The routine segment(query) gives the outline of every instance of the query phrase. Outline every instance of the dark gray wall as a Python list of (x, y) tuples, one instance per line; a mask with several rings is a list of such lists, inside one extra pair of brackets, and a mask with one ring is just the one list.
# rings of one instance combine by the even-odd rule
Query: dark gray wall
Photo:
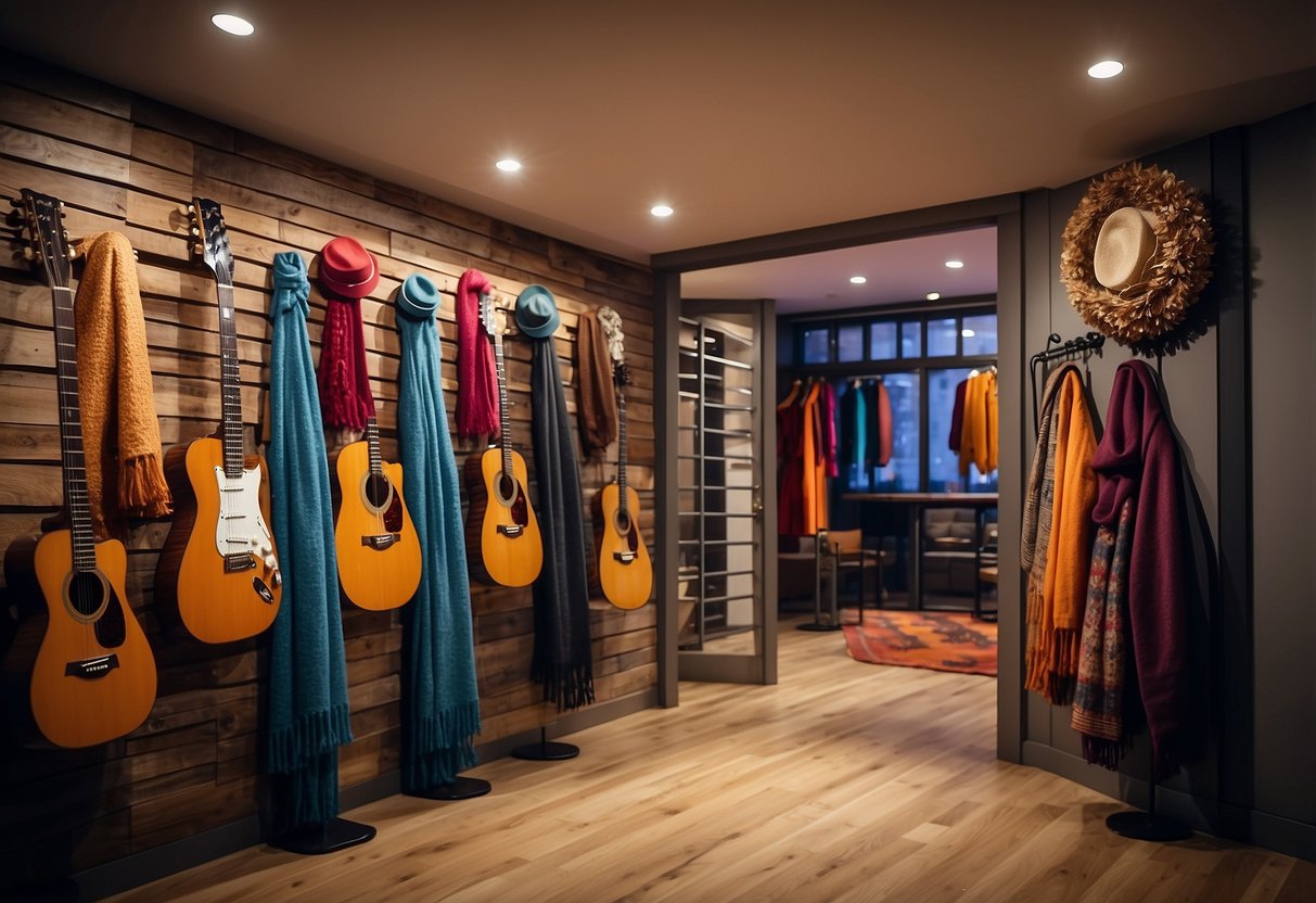
[[(1199, 528), (1192, 686), (1202, 748), (1161, 788), (1158, 804), (1196, 828), (1308, 858), (1316, 858), (1313, 111), (1144, 159), (1200, 188), (1217, 232), (1216, 276), (1198, 303), (1209, 328), (1187, 349), (1152, 359), (1165, 380)], [(1025, 380), (1028, 357), (1049, 333), (1087, 330), (1058, 275), (1061, 233), (1087, 184), (1024, 199)], [(1115, 370), (1129, 357), (1108, 341), (1091, 361), (1103, 420)], [(1025, 394), (1020, 475), (1032, 454), (1030, 404)], [(1001, 590), (1017, 592), (1004, 582)], [(1015, 683), (1001, 692), (1020, 690)], [(1088, 766), (1069, 708), (1025, 696), (1025, 763), (1146, 804), (1145, 737), (1120, 773)]]
[(1316, 858), (1316, 107), (1249, 129), (1255, 831)]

++++++++++++++++++++

**Brief:** Rewrite all the lines of the data, requests included, and multiply every coordinate in the answers by 2.3, rounding each result to a whole number with halves rounded up. Leave the pictures out.

**Worked solution:**
The routine segment(query) gives the outline of every instance of the query phrase. Outline every instance of the dark gray wall as a Python list of (x, y) tuples, one instance per line; a mask with several rings is a list of such lists, inside one extra pair of brackets, and a mask with one ring is just the one list.
# rings of one instance combine by the even-odd rule
Query: dark gray wall
Photo:
[[(2758, 1214), (2742, 1578), (2765, 1720), (2670, 1812), (2663, 1849), (2751, 1904), (3008, 1973), (3027, 1973), (3020, 255), (2631, 366), (2760, 432), (2799, 534), (2797, 635), (2755, 697), (2781, 754), (2730, 803), (2650, 826), (2680, 874)], [(2358, 874), (2364, 821), (2413, 766), (2500, 759), (2433, 633), (2440, 536), (2500, 423), (2355, 458)], [(2565, 851), (2597, 821), (2548, 784), (2509, 830), (2537, 966)], [(2358, 906), (2346, 1093), (2374, 1044), (2369, 929)], [(2302, 1357), (2339, 1362), (2309, 1339)], [(2335, 1571), (2302, 1592), (2346, 1587)], [(2502, 1762), (2459, 1628), (2358, 1601), (2358, 1755), (2636, 1849), (2634, 1695), (2576, 1778)]]
[(3027, 1973), (3027, 246), (2873, 297), (2887, 1911)]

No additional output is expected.